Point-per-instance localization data
[Start of Attachment]

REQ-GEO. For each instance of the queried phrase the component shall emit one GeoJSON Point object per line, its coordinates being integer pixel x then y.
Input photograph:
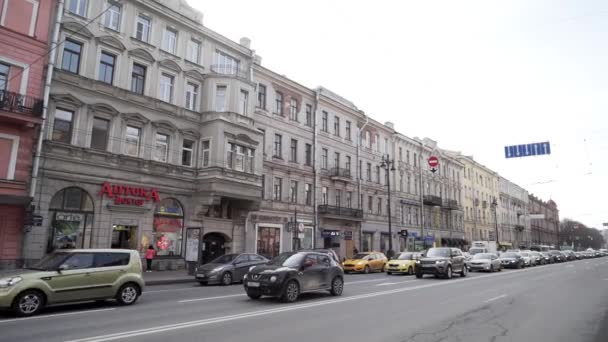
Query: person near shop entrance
{"type": "Point", "coordinates": [150, 254]}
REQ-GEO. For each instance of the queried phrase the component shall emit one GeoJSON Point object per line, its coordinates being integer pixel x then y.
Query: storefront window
{"type": "Point", "coordinates": [71, 211]}
{"type": "Point", "coordinates": [168, 227]}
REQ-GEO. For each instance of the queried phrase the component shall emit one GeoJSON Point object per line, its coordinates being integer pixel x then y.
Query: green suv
{"type": "Point", "coordinates": [73, 276]}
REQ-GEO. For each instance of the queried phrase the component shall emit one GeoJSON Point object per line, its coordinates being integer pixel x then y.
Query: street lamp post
{"type": "Point", "coordinates": [389, 165]}
{"type": "Point", "coordinates": [495, 205]}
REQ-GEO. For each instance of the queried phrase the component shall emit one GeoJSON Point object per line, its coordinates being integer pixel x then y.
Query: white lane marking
{"type": "Point", "coordinates": [495, 298]}
{"type": "Point", "coordinates": [209, 298]}
{"type": "Point", "coordinates": [171, 327]}
{"type": "Point", "coordinates": [55, 315]}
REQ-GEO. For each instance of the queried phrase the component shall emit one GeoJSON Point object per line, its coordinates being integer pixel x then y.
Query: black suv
{"type": "Point", "coordinates": [442, 261]}
{"type": "Point", "coordinates": [291, 273]}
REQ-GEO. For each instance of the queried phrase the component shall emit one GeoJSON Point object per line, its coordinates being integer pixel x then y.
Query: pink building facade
{"type": "Point", "coordinates": [25, 33]}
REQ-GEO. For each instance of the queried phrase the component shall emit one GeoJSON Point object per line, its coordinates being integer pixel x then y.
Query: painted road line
{"type": "Point", "coordinates": [495, 298]}
{"type": "Point", "coordinates": [54, 315]}
{"type": "Point", "coordinates": [209, 298]}
{"type": "Point", "coordinates": [251, 314]}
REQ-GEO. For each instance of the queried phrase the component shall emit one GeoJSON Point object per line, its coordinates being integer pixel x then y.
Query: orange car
{"type": "Point", "coordinates": [366, 262]}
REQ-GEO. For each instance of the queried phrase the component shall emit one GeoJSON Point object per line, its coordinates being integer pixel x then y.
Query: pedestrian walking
{"type": "Point", "coordinates": [150, 254]}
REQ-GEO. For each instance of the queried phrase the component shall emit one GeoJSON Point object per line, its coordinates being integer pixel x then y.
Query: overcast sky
{"type": "Point", "coordinates": [473, 75]}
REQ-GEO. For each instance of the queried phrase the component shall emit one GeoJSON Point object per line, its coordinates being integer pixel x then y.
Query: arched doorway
{"type": "Point", "coordinates": [71, 212]}
{"type": "Point", "coordinates": [214, 245]}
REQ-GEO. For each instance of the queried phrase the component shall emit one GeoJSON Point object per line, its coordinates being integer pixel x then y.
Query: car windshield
{"type": "Point", "coordinates": [482, 256]}
{"type": "Point", "coordinates": [225, 259]}
{"type": "Point", "coordinates": [509, 255]}
{"type": "Point", "coordinates": [360, 256]}
{"type": "Point", "coordinates": [287, 260]}
{"type": "Point", "coordinates": [438, 252]}
{"type": "Point", "coordinates": [50, 262]}
{"type": "Point", "coordinates": [405, 256]}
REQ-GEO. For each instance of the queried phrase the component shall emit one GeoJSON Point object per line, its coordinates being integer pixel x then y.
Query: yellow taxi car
{"type": "Point", "coordinates": [365, 262]}
{"type": "Point", "coordinates": [404, 262]}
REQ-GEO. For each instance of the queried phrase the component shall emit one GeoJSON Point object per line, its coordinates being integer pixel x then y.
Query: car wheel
{"type": "Point", "coordinates": [337, 286]}
{"type": "Point", "coordinates": [226, 278]}
{"type": "Point", "coordinates": [128, 294]}
{"type": "Point", "coordinates": [292, 291]}
{"type": "Point", "coordinates": [254, 295]}
{"type": "Point", "coordinates": [28, 303]}
{"type": "Point", "coordinates": [463, 273]}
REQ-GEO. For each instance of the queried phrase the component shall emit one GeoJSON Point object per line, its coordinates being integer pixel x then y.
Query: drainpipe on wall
{"type": "Point", "coordinates": [359, 180]}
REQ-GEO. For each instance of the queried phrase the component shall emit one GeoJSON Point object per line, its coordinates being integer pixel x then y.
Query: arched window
{"type": "Point", "coordinates": [71, 212]}
{"type": "Point", "coordinates": [168, 227]}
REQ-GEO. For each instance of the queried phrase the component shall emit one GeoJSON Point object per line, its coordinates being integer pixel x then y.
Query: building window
{"type": "Point", "coordinates": [71, 56]}
{"type": "Point", "coordinates": [261, 96]}
{"type": "Point", "coordinates": [293, 109]}
{"type": "Point", "coordinates": [293, 156]}
{"type": "Point", "coordinates": [191, 96]}
{"type": "Point", "coordinates": [243, 101]}
{"type": "Point", "coordinates": [278, 185]}
{"type": "Point", "coordinates": [132, 141]}
{"type": "Point", "coordinates": [62, 127]}
{"type": "Point", "coordinates": [308, 154]}
{"type": "Point", "coordinates": [78, 7]}
{"type": "Point", "coordinates": [187, 152]}
{"type": "Point", "coordinates": [138, 78]}
{"type": "Point", "coordinates": [161, 150]}
{"type": "Point", "coordinates": [278, 104]}
{"type": "Point", "coordinates": [225, 64]}
{"type": "Point", "coordinates": [112, 18]}
{"type": "Point", "coordinates": [169, 40]}
{"type": "Point", "coordinates": [348, 125]}
{"type": "Point", "coordinates": [194, 51]}
{"type": "Point", "coordinates": [293, 192]}
{"type": "Point", "coordinates": [142, 29]}
{"type": "Point", "coordinates": [206, 152]}
{"type": "Point", "coordinates": [99, 134]}
{"type": "Point", "coordinates": [308, 115]}
{"type": "Point", "coordinates": [278, 146]}
{"type": "Point", "coordinates": [308, 193]}
{"type": "Point", "coordinates": [106, 67]}
{"type": "Point", "coordinates": [166, 87]}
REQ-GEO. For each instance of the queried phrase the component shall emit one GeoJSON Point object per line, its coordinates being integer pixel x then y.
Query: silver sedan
{"type": "Point", "coordinates": [485, 262]}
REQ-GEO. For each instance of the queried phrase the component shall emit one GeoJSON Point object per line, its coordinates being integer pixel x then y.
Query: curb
{"type": "Point", "coordinates": [170, 281]}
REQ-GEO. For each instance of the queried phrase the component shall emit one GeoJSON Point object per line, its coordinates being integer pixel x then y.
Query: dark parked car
{"type": "Point", "coordinates": [228, 268]}
{"type": "Point", "coordinates": [512, 260]}
{"type": "Point", "coordinates": [443, 261]}
{"type": "Point", "coordinates": [292, 273]}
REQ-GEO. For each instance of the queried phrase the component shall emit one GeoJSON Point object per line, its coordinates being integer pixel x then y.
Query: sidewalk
{"type": "Point", "coordinates": [168, 277]}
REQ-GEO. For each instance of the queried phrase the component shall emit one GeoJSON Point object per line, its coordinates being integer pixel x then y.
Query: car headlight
{"type": "Point", "coordinates": [8, 282]}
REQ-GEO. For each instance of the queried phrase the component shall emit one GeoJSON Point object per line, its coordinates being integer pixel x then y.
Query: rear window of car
{"type": "Point", "coordinates": [111, 259]}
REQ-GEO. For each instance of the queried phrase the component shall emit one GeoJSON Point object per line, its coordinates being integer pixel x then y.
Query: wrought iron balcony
{"type": "Point", "coordinates": [432, 200]}
{"type": "Point", "coordinates": [331, 210]}
{"type": "Point", "coordinates": [17, 103]}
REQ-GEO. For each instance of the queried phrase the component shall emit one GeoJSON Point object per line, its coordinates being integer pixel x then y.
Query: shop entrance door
{"type": "Point", "coordinates": [124, 237]}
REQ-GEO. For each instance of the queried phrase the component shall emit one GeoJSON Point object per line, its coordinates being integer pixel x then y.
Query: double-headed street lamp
{"type": "Point", "coordinates": [389, 165]}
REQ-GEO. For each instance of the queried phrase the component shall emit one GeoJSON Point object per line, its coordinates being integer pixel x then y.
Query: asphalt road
{"type": "Point", "coordinates": [562, 302]}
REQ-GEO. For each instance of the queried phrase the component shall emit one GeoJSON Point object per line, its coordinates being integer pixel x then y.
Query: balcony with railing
{"type": "Point", "coordinates": [340, 212]}
{"type": "Point", "coordinates": [432, 200]}
{"type": "Point", "coordinates": [20, 104]}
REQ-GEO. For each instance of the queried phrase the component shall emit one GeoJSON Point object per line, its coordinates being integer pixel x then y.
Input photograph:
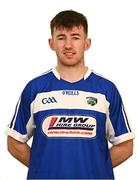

[End of Attachment]

• Exercise instructions: Write out exactly the lines from the one containing "Query: asphalt road" through the end of the records above, both included, leaving all pictures out.

• Solution to the exercise:
Query: asphalt road
{"type": "Point", "coordinates": [562, 302]}
REQ-GEO. For each instance of the queried phrase the component shall emit one GeoJSON Point object per line, its coordinates being integer pixel x then y.
Query: balcony with railing
{"type": "Point", "coordinates": [340, 212]}
{"type": "Point", "coordinates": [432, 200]}
{"type": "Point", "coordinates": [20, 104]}
REQ-GEO. For each instance of the queried phrase the component shall emit one GeoJSON Point object per line, its coordinates being integer pixel x then y.
Input photograph:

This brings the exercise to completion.